■ Objetivos ■
a) Devolva o trecho do texto sobre abuso do poder de controle que começa em "Observe-se, então, que" e termina em "atos de abuso.", sem nenhuma alteração.
b) No texto sobre abuso do poder de controle, o que significa a sigla PDD?

■ Texto apresentado ■
━━━━━━

O abuso do poder de controle é mais flagrante quando o minoritário ou o grupo de minoritários questiona legalmente os atos e fatos da administração ou apenas deseja exercer o irrenunciável direito de fiscalizar, pois, ao invés de o controlador/administrador responder com fidelidade ao sócio/acionista, direto ou indireto, diante do relacionamento estreito entre sociedades controladas e sua controladora – sempre no cenário da situação-hipótese – age em simulação de atos, fatos ou maquiando resultados, em descompromisso com os interesses sociais das companhias, do grupo de sociedades e ou com os interesses patrimoniais da minoria.

Some-se a isso a hipótese legal descrita na alínea “g” retro, bastante comum de ocorrer na prática, e mais comum quando a maioria quer forçar a retirada de um ou mais sócios que compõem o grupo da minoria, afetando diretamente a conta de dividendos. É por isso que a conduta de aprovar ou fazer aprovar contas irregulares de administradores, por favorecimento pessoal, ou deixar de apurar denúncia que saiba ou devesse saber procedente, ou que justifique fundada suspeita de irregularidade também caracteriza atos de abuso do poder de controle, aqui, no caso em análise, em “tese” praticados pelo controlador, também administrador (em sentido singular ou coletivo). Exemplo claro disso é proceder à maquiagem do balanço, alocando créditos que não podem fazer parte da conta PDD (provisão para devedores duvidosos) ou lançando elevados valores na conta de baixas contábeis, sem apresentar critérios, laudos e notas explicativas claras a respeito da conta de chegada, pois, obviamente, esses movimentos reduzem os resultados e consequentemente a conta de dividendos. Na perspectiva de dividendos cuja conta decorre do resultado líquido do exercício, se tal resultado é frustrado por atos de evidente manobra contábil, averiguáveis somente a partir da análise do caso concreto, o abuso do poder de controle resta caracterizado.   

Observe-se bem o alerta dado pela doutrina, no sentido de existir uma obrigação positiva do controlador de aferir se a companhia está praticando as suas políticas de acordo com o bem comum e com a lei, sem prejuízo dos acionistas minoritários nos lucros ou no acervo da companhia, bem como sem manipular a aprovação das contas em favorecimento pessoal ou da administração. Como modalidades recorrentes de abuso de poder de controle, podem-se indicar: o autofinanciamento da companhia e retenção de dividendos; a remuneração elevada dos administradores com desvio de finalidade; a adoção de políticas ou decisões que não tenham por fim o interesse social; os abusos em detrimento dos diretores da companhia;  o aumento de capital social com o escopo de prejudicar a minoria acionária; o abuso no direito de voto do controlador; o controlador que atua como insider trading[vii], dentre outras situações.

Observe-se, então, que há um dever de vigilância do controlador em relação à administração, agora, quando o controle e a administração se confundem, a situação é ainda mais grave e de maior repercussão, quanto à prática de atos de abuso.

━━━━━━

■ Informações registradas ■

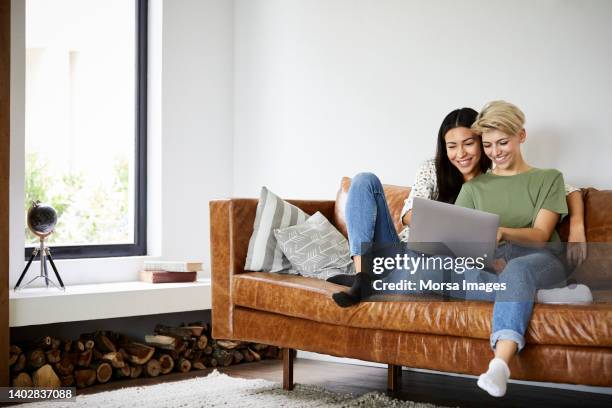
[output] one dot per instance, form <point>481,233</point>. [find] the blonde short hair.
<point>499,115</point>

━━━━━━

■ Resultados do exercício ■
a)
Observe-se, então, que há um dever de vigilância do controlador em relação à administração, agora, quando o controle e a administração se confundem, a situação é ainda mais grave e de maior repercussão, quanto à prática de atos de abuso.

b) Provisão para devedores duvidosos.